Christian Wiman, My Bright Abyss

In some times, such a sentiment is broadly shared. It is almost unbearable how alien it is in this time.

A Relation Between Human Experiences

Quote

“A critic for whom literature is not rooted deeply in life, whose ideas seem to have no relation to lived experience, doesn’t hold much interest for me. By the same token, any writing that’s personal, that does not manage to say something critical about life in general, is equally inert. Our own experiences matter only insofar as they reveal something of experience itself. They are often the clearest lens that we can find, but they are a lens.”

–Christian Wiman, Ambition and Survival.

Crossroads of the Paths of my Thinking

Simone Weil wrote, “Our personality seems to us a sort of limit, and we love to figure that some day in an undetermined future we can get around it in one direction or another, or in many. But it also appears to us as a support and we wish to believe there are things we would never be capable of doing or saying or thinking because it is not in our character. That often proves false.” The stoic lesson: life lives us.

We often think that signposts carry meaning. My inner skeptic always questions how I can be sure that I arrive at the correct interpretation of a signpost. Recently all my reading is providing signposts to Simone Weil. Her work. Her self. Fanny Howe quotes a friend who called Weil “a secular monastic”. People will begin to consider me religious, buried in the work of yet another mystic. Some things I read nod forward to Weil: St. John of the Cross, Plato, in whom Weil detected foreshadows of Christianity; a bridge between Greek tragedy and Christian mysticism.

In Fanny Howe, like Christian Wiman, I discover the work of another tutelary spirit. Their books like Agamben’s, Wittgenstein’s blow more or less vigorously in the direction of Simone Weil, what Walter Benjamin, in a letter to Gershom Scholem about Kafka, described as “crossroads of the paths of my thinking.”

Howe in The Needle’s Eye, reflects on personality and our self-representing masks through a series of associative thoughts about the Boston marathon bombers, Francis and Clare of Assisi, folk philosophies and social norms.

My daughter is reading an old favourite book from when I was seventeen, Erving Goffman’s The Presentation of Everyday Life. He argues that the self adapts our personality to suit the setting, donning a different mask as necessary, but that these masks are not permanent. Weil wrote, “The thing we believe to be our self is as ephemeral and automatic a product of external circumstances as the form of a sea wave.”

“degrading thirst after outrageous stimulation”

Described as a sequel to his memoir, My Bright Abyss, I shall be reading backwards, getting to the prequel after He Held Radical Light, which I’ve just finished reading three times, back to back.
+++
▶ [Instructions to follow]:
In the text on Simone Weil, to whom did Walter Benjamin write his letter about Kafka?

▶ [Natural-language object grounding data]:
+++
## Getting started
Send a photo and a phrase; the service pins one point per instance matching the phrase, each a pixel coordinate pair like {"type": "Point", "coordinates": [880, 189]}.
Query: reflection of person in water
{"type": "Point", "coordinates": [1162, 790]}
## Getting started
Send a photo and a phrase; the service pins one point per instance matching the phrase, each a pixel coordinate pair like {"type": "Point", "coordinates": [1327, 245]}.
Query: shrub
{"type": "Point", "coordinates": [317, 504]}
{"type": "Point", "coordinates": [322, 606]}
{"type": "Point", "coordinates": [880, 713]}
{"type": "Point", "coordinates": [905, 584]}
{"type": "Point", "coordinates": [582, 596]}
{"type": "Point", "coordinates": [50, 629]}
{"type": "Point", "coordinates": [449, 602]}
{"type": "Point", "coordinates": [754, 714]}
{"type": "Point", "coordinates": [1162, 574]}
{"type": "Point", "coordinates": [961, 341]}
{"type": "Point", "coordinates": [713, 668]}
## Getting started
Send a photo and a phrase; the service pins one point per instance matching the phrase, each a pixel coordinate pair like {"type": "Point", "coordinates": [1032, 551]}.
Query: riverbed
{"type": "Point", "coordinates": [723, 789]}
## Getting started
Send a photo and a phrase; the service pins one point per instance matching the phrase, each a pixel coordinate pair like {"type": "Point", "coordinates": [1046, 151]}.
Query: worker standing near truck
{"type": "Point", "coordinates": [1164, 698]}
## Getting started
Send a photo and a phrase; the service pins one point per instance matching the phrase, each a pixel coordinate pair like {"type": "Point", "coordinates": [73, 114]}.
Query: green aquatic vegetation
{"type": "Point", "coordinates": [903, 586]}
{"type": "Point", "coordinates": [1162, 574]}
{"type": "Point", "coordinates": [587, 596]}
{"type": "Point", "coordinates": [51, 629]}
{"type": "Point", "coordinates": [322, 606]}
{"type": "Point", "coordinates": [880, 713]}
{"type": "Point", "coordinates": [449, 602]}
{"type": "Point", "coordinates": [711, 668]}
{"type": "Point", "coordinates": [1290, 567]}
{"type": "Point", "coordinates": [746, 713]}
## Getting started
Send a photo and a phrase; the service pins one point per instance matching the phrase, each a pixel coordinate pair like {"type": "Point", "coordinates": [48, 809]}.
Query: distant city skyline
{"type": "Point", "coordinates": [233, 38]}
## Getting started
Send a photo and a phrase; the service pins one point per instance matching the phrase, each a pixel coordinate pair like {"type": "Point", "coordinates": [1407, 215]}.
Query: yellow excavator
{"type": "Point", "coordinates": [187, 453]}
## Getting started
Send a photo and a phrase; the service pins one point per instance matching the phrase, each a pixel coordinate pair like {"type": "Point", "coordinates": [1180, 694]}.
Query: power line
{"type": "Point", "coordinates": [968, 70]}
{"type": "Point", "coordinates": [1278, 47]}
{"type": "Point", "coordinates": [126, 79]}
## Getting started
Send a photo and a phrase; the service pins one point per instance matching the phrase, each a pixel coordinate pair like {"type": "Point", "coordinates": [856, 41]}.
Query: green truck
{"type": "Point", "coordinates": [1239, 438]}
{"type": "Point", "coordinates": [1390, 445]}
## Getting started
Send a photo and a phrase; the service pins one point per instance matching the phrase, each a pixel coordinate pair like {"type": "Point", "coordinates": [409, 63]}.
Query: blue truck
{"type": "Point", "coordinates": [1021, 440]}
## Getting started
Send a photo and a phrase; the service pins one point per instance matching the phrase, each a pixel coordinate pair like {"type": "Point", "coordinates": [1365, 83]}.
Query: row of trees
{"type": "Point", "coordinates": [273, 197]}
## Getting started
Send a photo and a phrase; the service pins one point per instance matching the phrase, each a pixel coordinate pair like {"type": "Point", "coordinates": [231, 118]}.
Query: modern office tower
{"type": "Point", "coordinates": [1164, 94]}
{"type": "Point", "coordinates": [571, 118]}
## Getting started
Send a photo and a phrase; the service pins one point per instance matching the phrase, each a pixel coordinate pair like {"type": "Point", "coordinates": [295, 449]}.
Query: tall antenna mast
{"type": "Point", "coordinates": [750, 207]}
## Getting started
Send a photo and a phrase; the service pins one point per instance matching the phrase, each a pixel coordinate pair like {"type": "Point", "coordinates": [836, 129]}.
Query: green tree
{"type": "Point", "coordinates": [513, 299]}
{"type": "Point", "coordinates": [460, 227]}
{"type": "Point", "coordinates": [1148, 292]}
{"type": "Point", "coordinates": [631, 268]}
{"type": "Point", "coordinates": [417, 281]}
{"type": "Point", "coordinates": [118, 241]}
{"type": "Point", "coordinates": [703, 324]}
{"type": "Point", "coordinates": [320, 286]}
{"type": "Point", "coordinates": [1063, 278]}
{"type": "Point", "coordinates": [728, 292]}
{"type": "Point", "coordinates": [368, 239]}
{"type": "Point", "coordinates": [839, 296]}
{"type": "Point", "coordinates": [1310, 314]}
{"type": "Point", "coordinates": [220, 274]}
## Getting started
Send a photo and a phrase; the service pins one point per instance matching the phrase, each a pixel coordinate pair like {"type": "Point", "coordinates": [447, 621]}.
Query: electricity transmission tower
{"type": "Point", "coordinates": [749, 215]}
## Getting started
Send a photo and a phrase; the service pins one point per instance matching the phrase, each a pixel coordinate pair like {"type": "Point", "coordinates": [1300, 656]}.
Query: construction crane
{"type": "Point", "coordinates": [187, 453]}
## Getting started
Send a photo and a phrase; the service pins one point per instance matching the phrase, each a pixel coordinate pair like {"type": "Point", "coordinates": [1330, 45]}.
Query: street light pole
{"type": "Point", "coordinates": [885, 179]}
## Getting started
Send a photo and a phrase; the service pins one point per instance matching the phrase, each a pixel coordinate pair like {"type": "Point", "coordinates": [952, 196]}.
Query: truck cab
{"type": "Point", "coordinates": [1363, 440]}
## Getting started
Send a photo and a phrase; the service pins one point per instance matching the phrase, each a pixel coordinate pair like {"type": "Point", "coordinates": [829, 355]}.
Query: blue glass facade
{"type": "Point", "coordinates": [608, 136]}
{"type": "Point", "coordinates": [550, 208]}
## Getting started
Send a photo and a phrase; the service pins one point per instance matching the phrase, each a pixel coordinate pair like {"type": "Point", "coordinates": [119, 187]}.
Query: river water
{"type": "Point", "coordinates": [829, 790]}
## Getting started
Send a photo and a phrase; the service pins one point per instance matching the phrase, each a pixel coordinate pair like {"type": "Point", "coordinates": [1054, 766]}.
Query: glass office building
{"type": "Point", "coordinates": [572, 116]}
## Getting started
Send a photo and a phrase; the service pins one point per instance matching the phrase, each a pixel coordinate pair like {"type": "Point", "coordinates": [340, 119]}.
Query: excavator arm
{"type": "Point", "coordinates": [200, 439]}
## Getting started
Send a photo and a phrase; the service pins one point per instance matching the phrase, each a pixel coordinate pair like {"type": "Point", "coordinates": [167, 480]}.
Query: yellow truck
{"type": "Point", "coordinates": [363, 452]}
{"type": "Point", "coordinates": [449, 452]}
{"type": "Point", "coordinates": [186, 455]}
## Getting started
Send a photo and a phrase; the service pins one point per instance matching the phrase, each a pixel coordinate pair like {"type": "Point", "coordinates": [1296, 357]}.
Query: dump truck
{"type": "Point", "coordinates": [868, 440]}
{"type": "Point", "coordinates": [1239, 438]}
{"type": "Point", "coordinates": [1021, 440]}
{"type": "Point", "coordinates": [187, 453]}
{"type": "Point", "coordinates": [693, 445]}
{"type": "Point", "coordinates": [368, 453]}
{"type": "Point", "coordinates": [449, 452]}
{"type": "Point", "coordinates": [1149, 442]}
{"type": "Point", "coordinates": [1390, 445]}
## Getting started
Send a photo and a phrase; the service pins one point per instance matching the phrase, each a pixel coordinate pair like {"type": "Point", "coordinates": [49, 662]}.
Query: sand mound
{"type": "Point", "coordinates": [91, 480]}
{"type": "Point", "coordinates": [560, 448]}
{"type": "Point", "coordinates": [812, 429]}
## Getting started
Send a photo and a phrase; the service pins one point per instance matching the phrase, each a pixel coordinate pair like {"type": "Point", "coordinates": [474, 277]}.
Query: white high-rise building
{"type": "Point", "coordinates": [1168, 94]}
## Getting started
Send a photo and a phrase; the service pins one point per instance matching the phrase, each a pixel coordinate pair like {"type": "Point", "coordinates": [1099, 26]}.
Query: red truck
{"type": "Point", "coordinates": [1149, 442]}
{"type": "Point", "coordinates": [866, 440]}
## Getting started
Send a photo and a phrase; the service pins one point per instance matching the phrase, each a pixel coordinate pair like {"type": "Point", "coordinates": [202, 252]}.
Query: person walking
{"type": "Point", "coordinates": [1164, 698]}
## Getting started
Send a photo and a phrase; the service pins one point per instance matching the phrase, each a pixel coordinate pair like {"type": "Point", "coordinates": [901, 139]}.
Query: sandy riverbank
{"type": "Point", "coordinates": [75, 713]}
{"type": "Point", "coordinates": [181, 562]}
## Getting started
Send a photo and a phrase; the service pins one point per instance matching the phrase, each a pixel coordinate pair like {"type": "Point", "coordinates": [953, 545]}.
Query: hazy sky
+++
▶ [Your response]:
Gershom Scholem